GIVEN REQUEST 1: In the Docker logging page, which logging driver does the daemon.json configuration set?
GIVEN REQUEST 2: Which results does the Docker logging page say to record from the load test?

— START OF PASSAGE SHOWN —

Centralized Logging with Docker

# Configure Docker logging driver
# File: /etc/docker/daemon.json
{
  "log-driver": "json-file",
  "log-opts": {
    "max-size": "10m",
    "max-file": "3",
    "labels": "service,environment"
  }
}

View Aggregated Logs

# View all LCBP3 container logs
docker-compose logs -f --tail=100

# View specific service logs
docker logs lcbp3-backend -f --since=1h

# Search logs
docker logs lcbp3-backend 2>&1 | grep "ERROR"

# Export logs for analysis
docker logs lcbp3-backend > backend-logs.txt

📈 Performance Baseline

Establish Baselines

Run load tests to establish performance baselines:

# Install Apache Bench
apt-get install apache2-utils

# Test API endpoint
ab -n 1000 -c 10 \
  -H "Authorization: Bearer <TOKEN>" \
  https://lcbp3-dms.example.com/api/correspondences

# Results to record:
# - Requests per second
# - Mean response time
# - P95 response time
# - Error rate

Regular Performance Testing

  • Weekly: Quick health check (100 requests)

— END OF PASSAGE SHOWN —
— START OF EXCERPTED RECORDS —

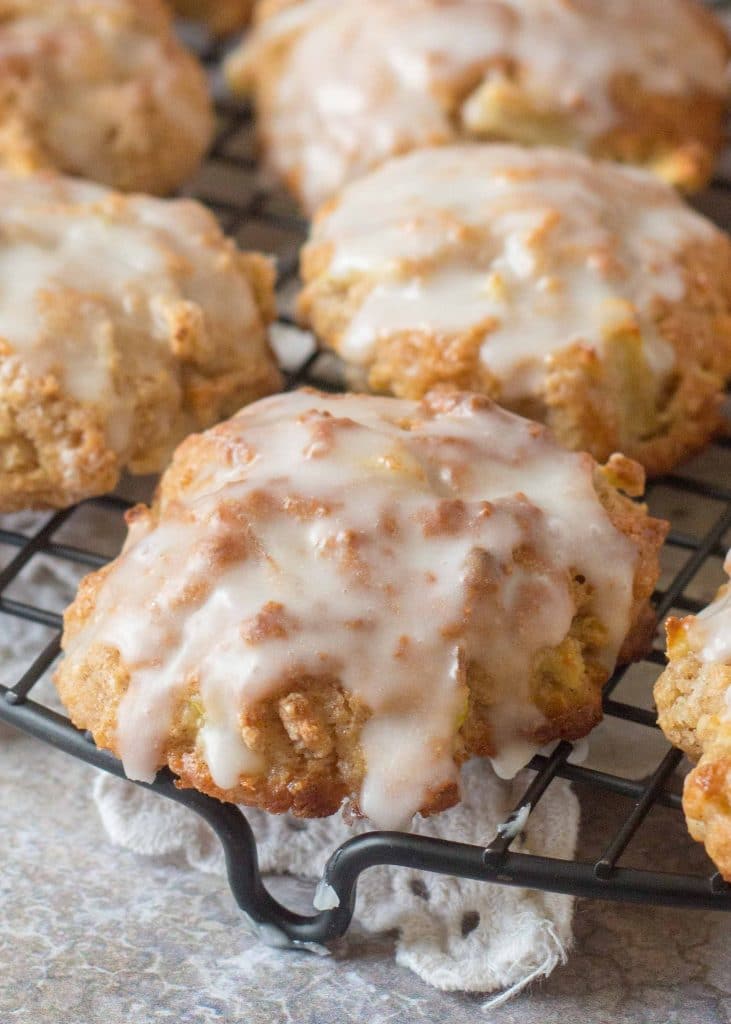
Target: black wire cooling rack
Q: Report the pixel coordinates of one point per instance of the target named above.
(261, 218)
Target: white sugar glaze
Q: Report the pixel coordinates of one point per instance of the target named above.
(710, 631)
(82, 269)
(357, 86)
(402, 569)
(538, 249)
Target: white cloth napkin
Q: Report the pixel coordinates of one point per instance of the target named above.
(455, 934)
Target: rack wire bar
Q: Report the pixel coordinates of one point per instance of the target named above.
(498, 862)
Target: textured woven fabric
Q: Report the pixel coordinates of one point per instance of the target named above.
(455, 934)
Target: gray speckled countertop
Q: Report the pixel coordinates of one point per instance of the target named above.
(89, 934)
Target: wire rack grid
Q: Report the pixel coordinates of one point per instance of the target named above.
(230, 184)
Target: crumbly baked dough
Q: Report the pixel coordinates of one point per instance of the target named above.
(125, 323)
(693, 697)
(581, 293)
(222, 16)
(339, 89)
(343, 597)
(100, 89)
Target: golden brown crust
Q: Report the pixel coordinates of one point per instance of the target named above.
(100, 90)
(596, 402)
(677, 134)
(693, 714)
(222, 16)
(177, 356)
(307, 732)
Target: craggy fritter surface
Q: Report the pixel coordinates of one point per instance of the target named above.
(306, 727)
(341, 87)
(101, 89)
(582, 294)
(693, 712)
(222, 16)
(125, 323)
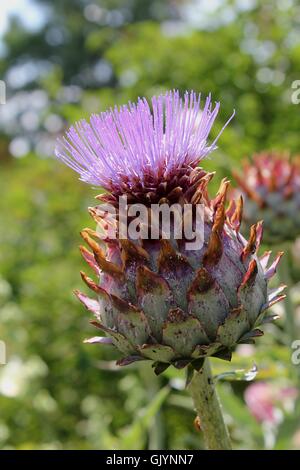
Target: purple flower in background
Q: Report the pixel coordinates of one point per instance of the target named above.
(266, 401)
(139, 144)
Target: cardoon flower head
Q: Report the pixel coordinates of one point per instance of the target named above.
(135, 148)
(270, 185)
(156, 299)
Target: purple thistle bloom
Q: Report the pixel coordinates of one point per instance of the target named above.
(130, 144)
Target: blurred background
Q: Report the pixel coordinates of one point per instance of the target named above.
(60, 61)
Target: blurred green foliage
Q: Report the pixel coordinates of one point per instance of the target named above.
(56, 392)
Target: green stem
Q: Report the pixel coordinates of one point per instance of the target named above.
(156, 433)
(285, 278)
(203, 391)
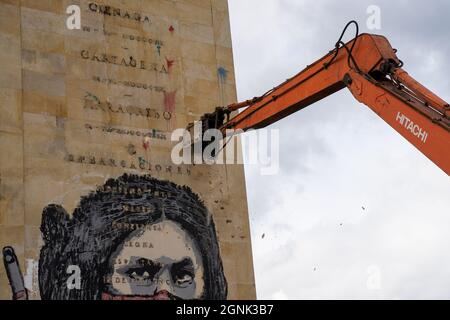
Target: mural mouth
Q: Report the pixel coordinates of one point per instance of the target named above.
(160, 295)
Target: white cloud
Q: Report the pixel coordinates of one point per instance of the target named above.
(337, 156)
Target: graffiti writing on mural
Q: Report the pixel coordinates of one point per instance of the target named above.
(141, 164)
(173, 253)
(129, 84)
(92, 102)
(123, 61)
(153, 134)
(117, 12)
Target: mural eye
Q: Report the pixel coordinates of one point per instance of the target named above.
(140, 274)
(184, 279)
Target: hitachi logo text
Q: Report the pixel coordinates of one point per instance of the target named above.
(411, 126)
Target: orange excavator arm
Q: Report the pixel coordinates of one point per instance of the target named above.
(369, 67)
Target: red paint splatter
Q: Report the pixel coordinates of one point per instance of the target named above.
(169, 101)
(170, 64)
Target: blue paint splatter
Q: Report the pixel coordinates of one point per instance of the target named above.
(222, 72)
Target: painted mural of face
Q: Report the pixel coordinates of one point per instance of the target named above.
(161, 262)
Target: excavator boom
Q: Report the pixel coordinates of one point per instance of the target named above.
(369, 67)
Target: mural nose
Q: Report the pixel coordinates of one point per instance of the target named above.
(164, 283)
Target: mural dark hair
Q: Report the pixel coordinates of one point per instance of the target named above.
(92, 235)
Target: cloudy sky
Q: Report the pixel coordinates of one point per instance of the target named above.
(337, 157)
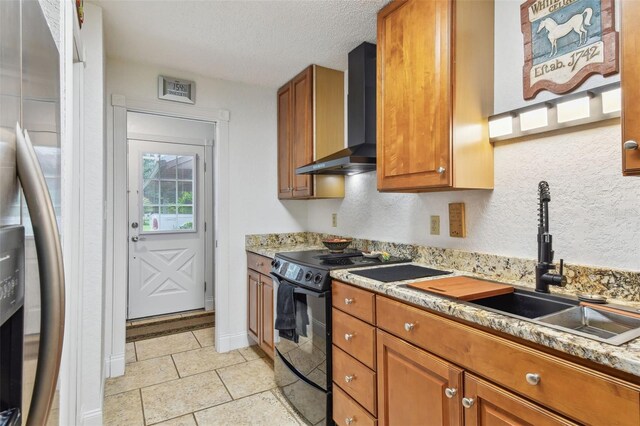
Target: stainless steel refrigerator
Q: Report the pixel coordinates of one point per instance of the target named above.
(31, 274)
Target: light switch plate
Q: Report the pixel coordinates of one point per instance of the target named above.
(457, 226)
(435, 225)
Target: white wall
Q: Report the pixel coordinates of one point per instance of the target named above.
(595, 211)
(91, 226)
(253, 205)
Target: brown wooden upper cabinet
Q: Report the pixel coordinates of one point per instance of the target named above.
(630, 82)
(434, 95)
(310, 126)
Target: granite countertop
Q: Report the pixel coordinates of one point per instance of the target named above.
(625, 357)
(270, 251)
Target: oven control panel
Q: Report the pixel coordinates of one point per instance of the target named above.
(304, 276)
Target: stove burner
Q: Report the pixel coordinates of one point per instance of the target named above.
(333, 256)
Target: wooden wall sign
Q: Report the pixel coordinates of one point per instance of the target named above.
(566, 41)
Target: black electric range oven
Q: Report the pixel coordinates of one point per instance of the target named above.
(303, 364)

— END OF EXCERPTED RECORDS —

OUTPUT 1: json-file

OUTPUT 2: Requests per second, mean response time, P95 response time, and error rate.